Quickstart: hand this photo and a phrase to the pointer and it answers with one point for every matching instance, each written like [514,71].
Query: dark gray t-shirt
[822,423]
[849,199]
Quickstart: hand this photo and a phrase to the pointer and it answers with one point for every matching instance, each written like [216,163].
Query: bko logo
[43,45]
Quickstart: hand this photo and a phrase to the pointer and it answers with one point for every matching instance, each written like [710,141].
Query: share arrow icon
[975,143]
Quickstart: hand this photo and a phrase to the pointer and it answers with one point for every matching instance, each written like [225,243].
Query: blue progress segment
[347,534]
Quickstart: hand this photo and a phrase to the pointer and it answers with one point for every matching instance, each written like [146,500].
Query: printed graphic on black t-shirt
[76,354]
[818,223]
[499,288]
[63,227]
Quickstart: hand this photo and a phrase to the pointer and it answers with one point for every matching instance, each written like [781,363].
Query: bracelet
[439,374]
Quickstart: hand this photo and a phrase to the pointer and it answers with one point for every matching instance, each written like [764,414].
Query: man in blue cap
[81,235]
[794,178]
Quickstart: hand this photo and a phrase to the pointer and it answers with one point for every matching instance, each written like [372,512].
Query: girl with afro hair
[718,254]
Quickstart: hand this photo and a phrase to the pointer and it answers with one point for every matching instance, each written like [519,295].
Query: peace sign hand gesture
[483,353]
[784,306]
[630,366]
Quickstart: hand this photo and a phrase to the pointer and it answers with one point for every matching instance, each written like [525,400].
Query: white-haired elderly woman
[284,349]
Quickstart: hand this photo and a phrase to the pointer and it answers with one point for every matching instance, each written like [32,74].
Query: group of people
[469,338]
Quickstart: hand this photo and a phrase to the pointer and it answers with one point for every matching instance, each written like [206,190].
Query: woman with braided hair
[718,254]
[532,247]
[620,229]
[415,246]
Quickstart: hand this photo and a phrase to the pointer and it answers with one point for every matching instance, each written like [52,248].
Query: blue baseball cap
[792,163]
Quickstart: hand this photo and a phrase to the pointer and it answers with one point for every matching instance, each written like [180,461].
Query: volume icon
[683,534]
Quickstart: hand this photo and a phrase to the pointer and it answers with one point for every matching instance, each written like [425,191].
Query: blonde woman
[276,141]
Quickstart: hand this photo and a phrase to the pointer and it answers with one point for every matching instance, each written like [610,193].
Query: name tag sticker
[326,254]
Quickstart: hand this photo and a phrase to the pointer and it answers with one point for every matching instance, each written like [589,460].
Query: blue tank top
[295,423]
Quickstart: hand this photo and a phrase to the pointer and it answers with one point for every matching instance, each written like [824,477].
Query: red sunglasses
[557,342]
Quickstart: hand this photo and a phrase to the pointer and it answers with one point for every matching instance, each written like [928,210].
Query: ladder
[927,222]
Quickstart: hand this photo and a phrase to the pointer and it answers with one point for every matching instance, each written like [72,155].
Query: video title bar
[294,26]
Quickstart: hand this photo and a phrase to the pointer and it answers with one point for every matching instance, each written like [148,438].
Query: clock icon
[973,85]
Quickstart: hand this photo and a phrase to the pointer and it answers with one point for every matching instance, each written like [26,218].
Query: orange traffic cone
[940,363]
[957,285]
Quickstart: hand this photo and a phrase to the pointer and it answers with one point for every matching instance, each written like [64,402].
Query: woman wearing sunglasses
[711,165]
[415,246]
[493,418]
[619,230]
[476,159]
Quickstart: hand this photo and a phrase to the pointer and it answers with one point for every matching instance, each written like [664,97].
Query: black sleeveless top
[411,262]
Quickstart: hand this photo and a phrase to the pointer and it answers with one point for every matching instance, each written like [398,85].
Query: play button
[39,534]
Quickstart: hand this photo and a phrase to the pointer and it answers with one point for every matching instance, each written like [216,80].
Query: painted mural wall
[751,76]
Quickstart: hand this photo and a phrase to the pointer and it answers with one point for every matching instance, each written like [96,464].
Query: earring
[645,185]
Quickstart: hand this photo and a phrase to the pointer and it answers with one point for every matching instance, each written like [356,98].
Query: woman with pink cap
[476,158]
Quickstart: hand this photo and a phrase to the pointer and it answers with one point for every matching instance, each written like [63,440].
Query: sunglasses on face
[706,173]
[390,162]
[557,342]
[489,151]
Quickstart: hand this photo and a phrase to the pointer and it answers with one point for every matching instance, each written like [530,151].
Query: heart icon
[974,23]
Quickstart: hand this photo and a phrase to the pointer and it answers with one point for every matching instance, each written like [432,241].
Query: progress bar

**Work item**: Return all of the data word for word.

**Exercise solution**:
Quickstart: hand this photo and a phrase to the pointer and it answers with one point for every matching instance, each written like [514,71].
Query: dark gray t-shirt
[822,423]
[849,199]
Quickstart: hand this photo and a phrase to the pointer and it answers with one point for every matching instance, each written like [216,163].
Query: bko logo
[43,45]
Quickstart: hand this photo and a phrase to the pointer and it answers with one point for every matching instance, each written like [710,141].
Query: share arrow icon
[975,143]
Quickstart: hand this photo and a phrase to the pointer and it answers with one point for every matching instance, each written like [225,243].
Query: blue progress segment
[347,534]
Quickstart: hand this photo and a phrase to the pointer and it answers with one point for every matching instance, each written like [146,500].
Query: printed graphic on black t-shirt
[76,354]
[818,223]
[499,288]
[63,227]
Quickstart: hand this photo and a phrase to the pointer and it answers with one point for every matching instance, each written like [781,363].
Query: bracelet
[439,374]
Quickstart: hand this photo and a phrase to the pointer and it answers with one point for every matching instance, each written like [764,414].
Query: man in blue cap
[81,235]
[794,178]
Quickstart: hand this photo and a phrase to the pointer and it answers with one point for every matching instance, each written like [372,512].
Query: girl with afro hair
[718,254]
Quickstart: hand this photo and a phrase to the pointer and it answers with one point for every matching instance, each written like [519,295].
Query: peace sign hand gesture
[483,353]
[784,306]
[630,366]
Quickstart: hand this photo and a phrase to the pointer and it answers with one point for every matching instance, each written like [525,400].
Query: white-haired elderly woman
[284,349]
Quickstart: hand this photo and a phrase to the pointer and it answers with one point for every matching instance, each written like [32,74].
Query: group of people
[469,338]
Quickstart: hand this photo and a phrase to the pointer and it answers with one point for every matching instance, each written like [206,190].
Query: woman with braided hair
[718,254]
[532,247]
[620,229]
[415,246]
Quickstart: hand this photo and a phrase to the pointer and it answers with one point for every matching instance, each written like [52,248].
Query: blue baseball cap
[792,163]
Quickstart: hand this photo and a phrase to the pointer and it answers with one point for every matching instance, each written like [180,461].
Query: volume icon
[683,534]
Quickstart: hand this photo and a phrase to the pointer and it answers with one point for every matching instance, each written like [425,191].
Query: blonde woman
[276,141]
Quickstart: hand this photo and a phrase to the pointer and it answers with one point for every matching instance, each written like [610,193].
Query: name tag sticker
[326,254]
Quickstart: hand this photo and a phrase to the pointer and it answers with one point for every matching instance, each written like [589,460].
Query: blue tank top
[295,423]
Quickstart: hand this photo and a phrase to the pointer and it answers with one point for every matching instance, each written like [824,477].
Query: red sunglasses
[557,342]
Quickstart: hand this photo and a phrase to the pointer and it answers with one point for every matching instance, each written like [928,210].
Query: ladder
[927,222]
Quickstart: hand this photo and a phrase to the pointer and it answers with one point for every matching instance, each written like [72,155].
Query: video title bar
[294,26]
Quickstart: hand this photo and a phrase to the pointer and it answers with one point for every matching instance, each written like [148,438].
Query: clock icon
[973,85]
Quickstart: hand this photo and a phrase to the pointer and it answers with one point for every matching instance, each written like [26,218].
Query: orange traffic cone
[940,363]
[957,285]
Quickstart: hand this photo and a phrase to the pointer and it answers with one point for every matching instance, each written like [64,402].
Query: woman wearing sunglasses
[711,165]
[415,246]
[493,418]
[619,230]
[476,159]
Quickstart: hand this photo and a phrase to the pointer and it answers with one point for every matching instance, each written like [664,97].
Query: black sleeveless top
[411,262]
Quickstart: hand this photo and a phrase to the pointer and it answers with one point for every matching instance, each written like [398,85].
Query: play button
[39,534]
Quickstart: hand this photo and a phrase to the pointer and it answers with one point for every matching instance, each written like [216,80].
Query: painted mural wall
[751,76]
Quickstart: hand this photo and a phrase to the pointer and it answers with one point for every matching instance, each written like [96,464].
Query: earring
[645,185]
Quickstart: hand this photo and a phrase to the pointer and it answers with one point for every matching instance, each written like [356,98].
Query: woman with pink cap
[476,158]
Quickstart: hand this photo and a phrase to the pointer and it answers with one point for every matching instance, each written like [63,440].
Query: sunglasses on face
[706,173]
[390,162]
[557,342]
[489,151]
Quickstart: hand this photo and a phrase to the pointer and it answers with one point for every matching instance, each written like [530,151].
Query: heart icon
[974,23]
Quickstart: hand this photo and a phrase to the pointer and it answers with one point for every matching instance, each written like [432,241].
Query: progress bar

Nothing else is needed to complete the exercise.